**TASK BRIEF:**
An exact copy of every entry is needed here; the images stay out.
.....
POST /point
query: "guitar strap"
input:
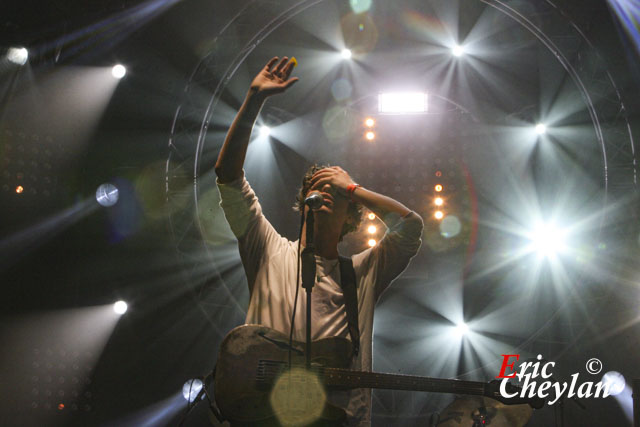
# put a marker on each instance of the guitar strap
(350, 292)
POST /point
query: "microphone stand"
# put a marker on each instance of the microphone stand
(309, 277)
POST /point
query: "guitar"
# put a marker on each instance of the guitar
(254, 387)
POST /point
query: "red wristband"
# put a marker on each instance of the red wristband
(350, 189)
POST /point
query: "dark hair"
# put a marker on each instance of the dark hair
(354, 209)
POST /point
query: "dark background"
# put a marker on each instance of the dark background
(67, 127)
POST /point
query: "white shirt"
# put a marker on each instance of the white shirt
(270, 263)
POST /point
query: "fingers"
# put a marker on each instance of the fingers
(270, 63)
(281, 65)
(288, 69)
(290, 82)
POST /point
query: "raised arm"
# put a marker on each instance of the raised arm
(272, 79)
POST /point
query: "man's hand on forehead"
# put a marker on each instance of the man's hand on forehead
(335, 176)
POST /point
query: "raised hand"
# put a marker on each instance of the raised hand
(273, 79)
(336, 177)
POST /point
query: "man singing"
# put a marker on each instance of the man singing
(270, 260)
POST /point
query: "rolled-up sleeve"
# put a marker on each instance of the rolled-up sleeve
(257, 238)
(391, 256)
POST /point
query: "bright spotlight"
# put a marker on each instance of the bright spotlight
(18, 55)
(191, 389)
(265, 131)
(120, 307)
(461, 329)
(547, 240)
(615, 381)
(107, 195)
(402, 102)
(118, 71)
(457, 50)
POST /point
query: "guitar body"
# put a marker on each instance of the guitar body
(246, 396)
(253, 386)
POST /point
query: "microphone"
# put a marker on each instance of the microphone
(314, 200)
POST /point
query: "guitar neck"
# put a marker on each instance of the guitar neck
(342, 378)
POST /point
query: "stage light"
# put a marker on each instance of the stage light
(265, 131)
(191, 389)
(107, 195)
(547, 240)
(457, 50)
(118, 71)
(461, 329)
(18, 55)
(402, 102)
(615, 381)
(120, 307)
(450, 227)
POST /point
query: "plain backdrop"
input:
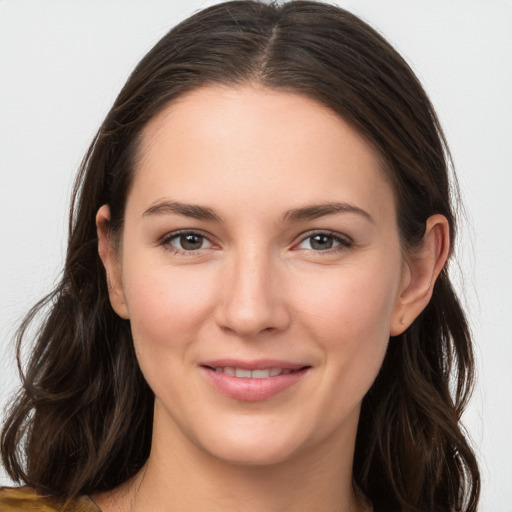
.....
**ANSWER TO THIS PROBLEM:**
POST /point
query: "guitar strap"
input:
# put a marker on each instance of the guitar strap
(350, 292)
POST /point
query: "microphone stand"
# put a marker on each instance of the microphone stand
(309, 277)
POST /point
query: "guitar"
# put a marker on each instance of the guitar
(254, 387)
POST /point
query: "red wristband"
# put a marker on each instance of the red wristband
(350, 189)
POST /point
query: "dark hair"
# put a marker on each instance of the dark hair
(354, 209)
POST /point
query: "dark background"
# put a marker on each instance of the dark background
(67, 127)
POST /point
query: "white shirt"
# put a marker on each instance of the white shirt
(270, 263)
POST /point
query: "fingers"
# put a marker on each instance of the fingers
(270, 63)
(281, 65)
(288, 69)
(290, 82)
POST /point
query: "raised arm"
# put a marker on each instance of the raised arm
(272, 79)
POST /point
query: "man's hand on forehead"
# put a marker on each instance of the man's hand on forehead
(335, 176)
POST /point
query: "raised hand"
# put a marker on each instance of the raised hand
(273, 79)
(336, 177)
POST /point
query: "man singing"
# put a marker on each instance of the man singing
(270, 260)
POST /point
query: "rolled-up sleeve"
# put a marker on each instance of the rolled-up sleeve
(257, 238)
(391, 256)
POST /point
query: "bright spotlight"
# put a marker on each instance of the bright spotlight
(18, 55)
(191, 389)
(265, 131)
(120, 307)
(461, 329)
(547, 240)
(615, 381)
(107, 195)
(402, 102)
(118, 71)
(457, 50)
POST /point
query: "guitar body"
# put a marker on each instance of the guitar body
(246, 396)
(253, 386)
POST /point
query: "microphone"
# put a marker on each instance of the microphone
(314, 200)
POST /point
query: "guitar neck"
# put a marker on each instance of the guitar neck
(342, 378)
POST /point
query: "stage light"
# put a marker on each instance of the stage light
(265, 131)
(191, 389)
(107, 195)
(547, 240)
(457, 50)
(118, 71)
(461, 329)
(18, 55)
(402, 102)
(615, 381)
(120, 307)
(450, 227)
POST /point
query: "plain backdrop"
input:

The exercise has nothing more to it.